- Directed by: Thulasidas
- Screenplay by: Kaloor Dennis
- Story by: Jokkuttan
- Produced by: Kurian Alex
- Starring: Siddique Saikumar Leena Nair Zainuddin
- Cinematography: Tony
- Edited by: G. Murali
- Music by: K J Joy
- Production company: Palakunnel Films
- Distributed by: Remya & Devi Release
- Release date: 1992;
- Country: India
- Language: Malayalam

= Congratulations Miss Anitha Menon =

Congratulations Miss Anitha Menon is a 1992 family drama Malayalam film directed by Thulasidas. The film was produced by Kurian Alex under the banner of Palakunnel Films. It stars Siddique, Kalabhavan Zainuddin, Saikumar in the lead roles.

==Plot==
Prakash Menon, a successful but workaholic businessman who neglects his beautiful and devoted wife Anitha Menon, grows suspicious of her after he receives an anonymous letter that indicates that she has an illicit relationship with another man. He soon finds out that Anitha leaves home in her car regularly to unknown locations and even lies about where she goes to him.

Sudheer Kumar is an unemployed young man who tends to lose jobs due to his lack of punctuality. Having received an appointment letter from Prakash Menon's company, he arrives at the office with swag. but is rejected by Prakash for being late. As Sudheer lingers around in town, staying with his friend Hamza, trying to impress Prakash with his insufferable antics to win back his job, Prakash gets the idea of using him to spy on his wife. As a precondition to win back his job, Prakash demands that Sudheer clandestinely enquire the whereabouts of Anitha, on the pretext of a matrimonial proposal for one of his friends, hiding the fact that she is his wife.
Sudheer enthusiastically undertakes the job of tailing Anitha as she moves around in her Maruti car in town, but soon naturally falls in love with the beautiful Anitha under the impression that she is unmarried. Intending to thwart Prakash's friend's marriage proposals with her, Sudheer reports fabricated stories of Anitha's feisty affair with a certain young man (imagining himself in the role). Prakash is naturally devastated, and is forced to keep Sudheer under his payroll in order to find out the whereabouts of this unknown lover.

> Extracted material:

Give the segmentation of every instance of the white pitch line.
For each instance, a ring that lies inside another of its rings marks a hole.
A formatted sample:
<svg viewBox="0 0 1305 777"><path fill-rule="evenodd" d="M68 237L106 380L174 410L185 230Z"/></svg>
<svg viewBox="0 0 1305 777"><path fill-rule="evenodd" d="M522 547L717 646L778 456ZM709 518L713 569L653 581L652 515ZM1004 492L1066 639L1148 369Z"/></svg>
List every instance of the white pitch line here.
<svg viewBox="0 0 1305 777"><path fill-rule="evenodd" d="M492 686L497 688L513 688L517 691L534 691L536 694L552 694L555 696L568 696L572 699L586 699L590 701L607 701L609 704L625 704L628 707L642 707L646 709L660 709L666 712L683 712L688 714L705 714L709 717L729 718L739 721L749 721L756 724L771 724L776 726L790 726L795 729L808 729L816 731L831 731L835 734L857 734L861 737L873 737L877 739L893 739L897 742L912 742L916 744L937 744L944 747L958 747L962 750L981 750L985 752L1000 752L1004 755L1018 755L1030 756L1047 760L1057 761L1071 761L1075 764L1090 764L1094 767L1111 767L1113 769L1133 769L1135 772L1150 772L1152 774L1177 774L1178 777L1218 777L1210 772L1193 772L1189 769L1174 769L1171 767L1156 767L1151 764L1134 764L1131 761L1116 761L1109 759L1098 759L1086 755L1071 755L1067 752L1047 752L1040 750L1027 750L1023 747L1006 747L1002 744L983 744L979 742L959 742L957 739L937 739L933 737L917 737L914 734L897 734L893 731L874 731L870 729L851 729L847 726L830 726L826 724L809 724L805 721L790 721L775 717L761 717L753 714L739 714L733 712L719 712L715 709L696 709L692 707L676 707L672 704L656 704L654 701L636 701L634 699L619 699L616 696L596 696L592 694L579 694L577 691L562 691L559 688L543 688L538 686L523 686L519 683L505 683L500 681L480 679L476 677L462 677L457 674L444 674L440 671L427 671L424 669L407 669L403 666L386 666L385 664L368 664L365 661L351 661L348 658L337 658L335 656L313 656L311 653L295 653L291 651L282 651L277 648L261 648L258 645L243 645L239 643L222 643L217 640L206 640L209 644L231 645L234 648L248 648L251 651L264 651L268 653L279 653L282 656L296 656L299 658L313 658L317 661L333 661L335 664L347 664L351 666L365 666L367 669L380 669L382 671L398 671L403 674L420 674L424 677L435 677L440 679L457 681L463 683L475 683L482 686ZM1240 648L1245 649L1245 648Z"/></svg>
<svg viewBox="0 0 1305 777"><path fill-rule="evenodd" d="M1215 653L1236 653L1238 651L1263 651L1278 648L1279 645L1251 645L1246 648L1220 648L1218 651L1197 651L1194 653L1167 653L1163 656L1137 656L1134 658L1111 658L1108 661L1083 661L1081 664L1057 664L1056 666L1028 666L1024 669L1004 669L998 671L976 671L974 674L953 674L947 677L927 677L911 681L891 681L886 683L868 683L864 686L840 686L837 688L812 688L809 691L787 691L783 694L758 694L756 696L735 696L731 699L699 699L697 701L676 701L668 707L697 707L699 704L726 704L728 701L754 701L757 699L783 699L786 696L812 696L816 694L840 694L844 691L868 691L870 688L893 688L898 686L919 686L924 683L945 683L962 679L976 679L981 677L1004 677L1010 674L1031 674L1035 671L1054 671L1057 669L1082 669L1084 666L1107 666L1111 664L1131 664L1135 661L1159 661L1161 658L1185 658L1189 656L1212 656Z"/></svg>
* * *
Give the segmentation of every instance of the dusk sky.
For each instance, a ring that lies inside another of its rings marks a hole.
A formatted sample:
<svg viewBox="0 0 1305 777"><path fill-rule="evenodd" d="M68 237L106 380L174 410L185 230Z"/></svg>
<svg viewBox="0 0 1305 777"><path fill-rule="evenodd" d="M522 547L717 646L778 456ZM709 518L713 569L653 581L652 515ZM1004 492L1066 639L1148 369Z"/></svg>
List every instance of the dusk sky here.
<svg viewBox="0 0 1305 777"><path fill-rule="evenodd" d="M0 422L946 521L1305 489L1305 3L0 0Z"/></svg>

> Problems to solve:
• A. For each statement about the film article, answer yes or no, and quote the exact words from the article that decide it. (i) Kurian Alex produced the film under the Palakunnel Films banner. (ii) Prakash rejects Sudheer because he lacks qualifications. (iii) Anitha travels around town in a Maruti car.
• B. List every name given on the "Starring" line of the credits at the top of the film article.
• C. Extend the plot summary of the film article, starting after its final sentence.
The data plays no part in this.

> The results:
• A.
(i) Yes: "The film was produced by Kurian Alex under the banner of Palakunnel Films."
(ii) No: "but is rejected by Prakash for being late."
(iii) Yes: "as she moves around in her Maruti car in town"

• B. Siddique, Saikumar, Leena Nair, Zainuddin

• C.
In a twist, Sudheer gets the shock of his life when he is about to confront Anitha with his proposal but instead witnesses her meeting an unknown young man at his home. Suspicious that she is actually having an affair like he fabricated, he follows her to an orphanage, to discover that she regularly meets a little girl there who calls her mommy and waits for daddy to arrive.
Devastated by the blow to his exclusive concept of a partner, Sudheer decides to confront Anitha at her home. As he digs up her address tracing the car number and arrives at her home, he gets the second shock of his life when he sees a photo revealing that Anitha is actually Prakash's wife. Realising that Prakash has been using him to spy on his own wife in the pretext of a friend's matrimonial enquiry, Sudheer gets drunk and spills the beans on his wife's affair in front of Prakash, who is naturally devastated.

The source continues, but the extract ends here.